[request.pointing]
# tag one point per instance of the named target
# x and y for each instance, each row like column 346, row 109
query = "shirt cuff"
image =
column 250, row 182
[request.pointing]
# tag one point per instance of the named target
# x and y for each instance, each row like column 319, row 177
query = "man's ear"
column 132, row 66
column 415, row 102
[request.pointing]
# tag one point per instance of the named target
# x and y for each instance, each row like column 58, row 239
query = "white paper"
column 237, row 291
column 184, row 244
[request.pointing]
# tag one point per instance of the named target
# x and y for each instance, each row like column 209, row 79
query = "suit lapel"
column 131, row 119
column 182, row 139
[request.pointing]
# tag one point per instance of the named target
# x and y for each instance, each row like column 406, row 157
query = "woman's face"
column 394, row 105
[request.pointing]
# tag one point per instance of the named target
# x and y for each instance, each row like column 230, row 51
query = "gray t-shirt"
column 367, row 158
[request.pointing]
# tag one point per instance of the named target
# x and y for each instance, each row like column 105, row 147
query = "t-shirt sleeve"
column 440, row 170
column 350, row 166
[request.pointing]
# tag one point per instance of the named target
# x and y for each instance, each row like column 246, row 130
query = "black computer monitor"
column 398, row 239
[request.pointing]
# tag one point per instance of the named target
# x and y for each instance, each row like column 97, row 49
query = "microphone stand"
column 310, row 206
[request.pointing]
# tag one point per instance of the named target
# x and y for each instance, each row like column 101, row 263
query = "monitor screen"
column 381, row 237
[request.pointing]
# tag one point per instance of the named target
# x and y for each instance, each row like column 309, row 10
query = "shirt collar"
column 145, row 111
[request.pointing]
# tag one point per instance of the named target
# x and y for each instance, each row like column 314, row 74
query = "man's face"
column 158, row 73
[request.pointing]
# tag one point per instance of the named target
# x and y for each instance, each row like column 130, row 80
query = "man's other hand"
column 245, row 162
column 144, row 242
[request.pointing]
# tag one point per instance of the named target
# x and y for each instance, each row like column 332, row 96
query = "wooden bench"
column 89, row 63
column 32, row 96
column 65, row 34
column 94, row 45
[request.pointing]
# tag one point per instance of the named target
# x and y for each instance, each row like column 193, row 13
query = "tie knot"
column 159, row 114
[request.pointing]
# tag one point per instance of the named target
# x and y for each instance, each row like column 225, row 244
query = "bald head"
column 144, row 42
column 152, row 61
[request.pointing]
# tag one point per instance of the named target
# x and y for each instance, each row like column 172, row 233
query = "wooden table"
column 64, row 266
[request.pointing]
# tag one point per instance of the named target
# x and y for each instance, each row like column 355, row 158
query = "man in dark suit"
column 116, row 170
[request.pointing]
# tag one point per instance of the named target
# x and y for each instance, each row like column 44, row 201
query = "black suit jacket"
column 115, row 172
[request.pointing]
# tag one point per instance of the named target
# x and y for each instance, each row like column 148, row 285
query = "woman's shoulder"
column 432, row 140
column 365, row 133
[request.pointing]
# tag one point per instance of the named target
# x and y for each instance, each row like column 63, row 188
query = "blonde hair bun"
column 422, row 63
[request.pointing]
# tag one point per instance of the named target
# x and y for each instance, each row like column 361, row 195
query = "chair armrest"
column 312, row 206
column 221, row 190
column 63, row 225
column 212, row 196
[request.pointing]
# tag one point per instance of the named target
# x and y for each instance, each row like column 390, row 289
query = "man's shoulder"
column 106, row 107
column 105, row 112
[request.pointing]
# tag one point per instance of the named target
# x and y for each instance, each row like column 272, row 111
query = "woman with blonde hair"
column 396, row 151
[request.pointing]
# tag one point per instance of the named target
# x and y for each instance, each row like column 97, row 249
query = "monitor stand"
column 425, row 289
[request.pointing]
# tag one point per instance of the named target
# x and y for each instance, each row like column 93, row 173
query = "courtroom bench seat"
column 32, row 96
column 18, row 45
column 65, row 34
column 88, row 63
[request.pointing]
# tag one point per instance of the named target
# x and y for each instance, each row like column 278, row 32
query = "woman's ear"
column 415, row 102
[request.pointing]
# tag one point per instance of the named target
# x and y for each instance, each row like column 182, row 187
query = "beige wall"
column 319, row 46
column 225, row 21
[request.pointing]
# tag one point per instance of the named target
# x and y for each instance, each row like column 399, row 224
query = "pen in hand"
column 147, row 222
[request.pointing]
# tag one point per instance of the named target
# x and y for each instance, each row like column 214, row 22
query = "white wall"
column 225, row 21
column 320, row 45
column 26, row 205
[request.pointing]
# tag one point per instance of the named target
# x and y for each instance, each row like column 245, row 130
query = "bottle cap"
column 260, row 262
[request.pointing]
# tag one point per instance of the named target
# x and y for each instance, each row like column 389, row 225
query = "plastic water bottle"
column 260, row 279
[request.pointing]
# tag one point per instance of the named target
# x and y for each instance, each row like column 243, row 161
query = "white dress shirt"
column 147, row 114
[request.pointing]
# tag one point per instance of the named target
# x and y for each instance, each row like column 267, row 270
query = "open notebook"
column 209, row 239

───

WHAT TO PRODUCE: Each entry above needs to be duplicated verbatim.

TASK ANSWER:
[request.pointing]
# tag one point per instance of the named target
# x and y for each instance, each row like column 346, row 109
query = "shirt cuff"
image =
column 250, row 182
[request.pointing]
# tag one point per instance of the named target
# x and y for each instance, each row like column 319, row 177
query = "man's ear"
column 132, row 66
column 415, row 102
[request.pointing]
# tag one point per instance of the named target
# x and y for each instance, each row like column 58, row 239
query = "white paper"
column 237, row 291
column 184, row 244
[request.pointing]
# tag one point per instance of the named target
# x and y for each instance, each row like column 209, row 79
query = "suit lapel"
column 131, row 119
column 182, row 139
[request.pointing]
# tag one point per instance of the named target
# x and y for each instance, each row like column 406, row 157
query = "woman's face"
column 394, row 105
[request.pointing]
# tag one point per instance of the named target
# x and y for each instance, each row like column 230, row 51
query = "gray t-shirt"
column 367, row 158
[request.pointing]
# tag one point per instance of the named target
# x and y for each instance, each row like column 105, row 147
query = "t-shirt sleeve"
column 440, row 170
column 350, row 166
[request.pointing]
# tag one point per instance of the named target
# x and y for each instance, each row like column 246, row 130
query = "black computer monitor"
column 398, row 239
[request.pointing]
# tag one point per instance of the named target
# x and y for each instance, each row like column 97, row 49
query = "microphone stand"
column 310, row 206
[request.pointing]
# tag one point per instance of the named target
# x and y for each instance, each row like column 101, row 263
query = "monitor screen"
column 381, row 237
[request.pointing]
# tag one point per instance of the named target
# x and y for each instance, each row like column 309, row 10
query = "shirt collar"
column 145, row 111
[request.pointing]
# tag one point per instance of the named target
# x and y for each instance, each row like column 314, row 74
query = "man's face"
column 158, row 73
[request.pointing]
# tag one point per instance of the named target
# x and y for each instance, each row like column 130, row 80
query = "man's other hand"
column 245, row 162
column 144, row 242
[request.pointing]
# tag one point per instance of the named target
# x and y for each instance, each row like column 332, row 96
query = "wooden bench"
column 89, row 63
column 32, row 96
column 65, row 34
column 94, row 45
[request.pointing]
# tag one point per instance of the named target
# x and y for each instance, each row like column 193, row 13
query = "tie knot"
column 159, row 114
[request.pointing]
# tag one point per instance of the named target
# x and y for each instance, each row like column 225, row 244
query = "bald head"
column 144, row 42
column 152, row 61
[request.pointing]
# tag one point per instance of the named target
# x and y for each instance, each row like column 172, row 233
query = "wooden table"
column 64, row 266
[request.pointing]
# tag one point per instance of the named target
# x and y for each instance, each row like column 355, row 158
query = "man in dark suit"
column 116, row 170
[request.pointing]
# tag one point per instance of the named target
# x and y for each instance, each row like column 44, row 201
query = "black suit jacket"
column 115, row 172
[request.pointing]
# tag one point per instance of the named target
# x and y for each instance, each row like column 148, row 285
query = "woman's shoulder"
column 432, row 140
column 365, row 133
[request.pointing]
# tag one point per instance of the named target
# x and y for each instance, each row like column 63, row 188
query = "blonde hair bun"
column 422, row 63
[request.pointing]
# tag one point per instance of the named target
# x and y for each instance, each row like column 361, row 195
query = "chair armrest"
column 312, row 206
column 221, row 190
column 63, row 225
column 212, row 196
[request.pointing]
# tag one point per instance of the named target
# x and y for each instance, each row like column 390, row 289
query = "man's shoulder"
column 106, row 107
column 105, row 112
[request.pointing]
# tag one point per instance of the named target
# x and y for each instance, each row like column 272, row 111
query = "woman with blonde hair"
column 396, row 151
[request.pointing]
# tag one point per instance of the named target
# x and y for each instance, each row like column 97, row 249
query = "monitor stand"
column 425, row 289
[request.pointing]
# tag one point per instance of the named target
# x and y for each instance, each row like column 93, row 173
query = "courtroom bench seat"
column 32, row 96
column 18, row 45
column 65, row 34
column 88, row 63
[request.pointing]
# tag one point per instance of the named target
# x and y for each instance, each row like column 278, row 32
query = "woman's ear"
column 415, row 102
[request.pointing]
# tag one point per instance of the named target
# x and y for each instance, each row like column 182, row 187
query = "beige wall"
column 319, row 46
column 225, row 21
[request.pointing]
# tag one point per instance of the named target
# x and y for each instance, each row like column 399, row 224
query = "pen in hand"
column 147, row 222
[request.pointing]
# tag one point per instance of the named target
# x and y for each instance, each row like column 214, row 22
query = "white wall"
column 225, row 21
column 320, row 45
column 26, row 205
[request.pointing]
# tag one point per instance of the named target
# x and y for each instance, each row like column 245, row 130
query = "bottle cap"
column 260, row 262
[request.pointing]
# tag one point per instance of the named target
# x and y for each instance, each row like column 389, row 225
query = "plastic water bottle"
column 260, row 279
[request.pointing]
# tag one point per instance of the named target
# x and y for each instance, each row like column 243, row 161
query = "white dress shirt"
column 147, row 114
[request.pointing]
# tag one point per instance of the named target
# x and y for each instance, each row like column 267, row 270
query = "open notebook"
column 209, row 239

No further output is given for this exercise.